TRECHO DO DOCUMENTO:
Felizmente, não houve nada contra ele. Deixaram apenas, nos batentes da porta e das janelas, as velas acesas, chorando lágrimas de cera, triste epílogo daquela encenação que bem merecia lágrimas de verdade.
Acredito que no mais íntimo do coração de Alberto Nunes, medrou um ressentimento profundo, por se ver assim tratado em sua própria terra, pela sua própria gente, sem nenhuma solidariedade por parte do seu próprio povo.
Talvez em conseqüência deste acontecimento lastimável, ele tenha decidido mudar-se para São Paulo, enfrentando toda sorte de dificuldades.
Alberto de Deus Nunes foi um forte. Lutou como um bravo, que não se deixa abater diante dos desafios da vida. Pode-se dizer que morreu pobre, como pobre viveu. Foi rico de coragem, de valor pessoal. E de filhos. Teve-os doze, seis nascidos em Picos; e seis em São Paulo. Prova bem patente de que confiava na Divina Providência".

INSTRUÇÕES DA ATIVIDADE:
1 > Reproduza do trecho sobre Alberto de Deus Nunes a passagem que começa em "Felizmente, não houve" e termina em "sorte de dificuldades.".
2 > Prossiga o trecho sobre Alberto de Deus Nunes a partir da última frase apresentada.

DADOS APRESENTADOS:

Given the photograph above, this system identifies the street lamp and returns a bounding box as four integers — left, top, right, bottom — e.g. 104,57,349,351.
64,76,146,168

RESPOSTAS DO EXERCÍCIO:
1 >
Felizmente, não houve nada contra ele. Deixaram apenas, nos batentes da porta e das janelas, as velas acesas, chorando lágrimas de cera, triste epílogo daquela encenação que bem merecia lágrimas de verdade.
Acredito que no mais íntimo do coração de Alberto Nunes, medrou um ressentimento profundo, por se ver assim tratado em sua própria terra, pela sua própria gente, sem nenhuma solidariedade por parte do seu próprio povo.
Talvez em conseqüência deste acontecimento lastimável, ele tenha decidido mudar-se para São Paulo, enfrentando toda sorte de dificuldades.

2 >
Meu pai fora traído pela sua própria gente. Por isto resolveu deixar seu torrão natal, seu jornal “A Ordem” que fundara anos antes, seu emprego de professor, seus parentes e amigos. Embora fosse um brilhante poeta daqueles tempos, seu nome não vingou. A prefeitura da capital paulista deu imediato reconhecimento de sua história e de seus artigos e poesias. Somente Picos, sua terra natal demorou a reconhecê-lo, mesmo com a insistência de meu mano Douglas. Depois de vender tudo que tínhamos embarcamos numa jardineira, cujas “poltronas” eram de tábuas. Estávamos em abril de 1953. Viajamos treze dias com destino a São Paulo, capital, onde pegamos um trem para Campinas com baldeação em outro trem para São Simão. Comecei, aqui em São Paulo, a nascer de novo. O verde colossal das matas, o colorido de uma nova vida e o clima aconchegante, tudo parecia ser e é até hoje como se novamente minha existência fosse premiada com nova chance. Uma nova e auspiciosa chance de bem viver, sem medos e sem atitudes impensadas de uma população orquestrada. Por isto mesmo é que adoro esta terra. Este é o meu país! Sertão nordestino? Nem mesmo a passeio! Picos, nunca mais!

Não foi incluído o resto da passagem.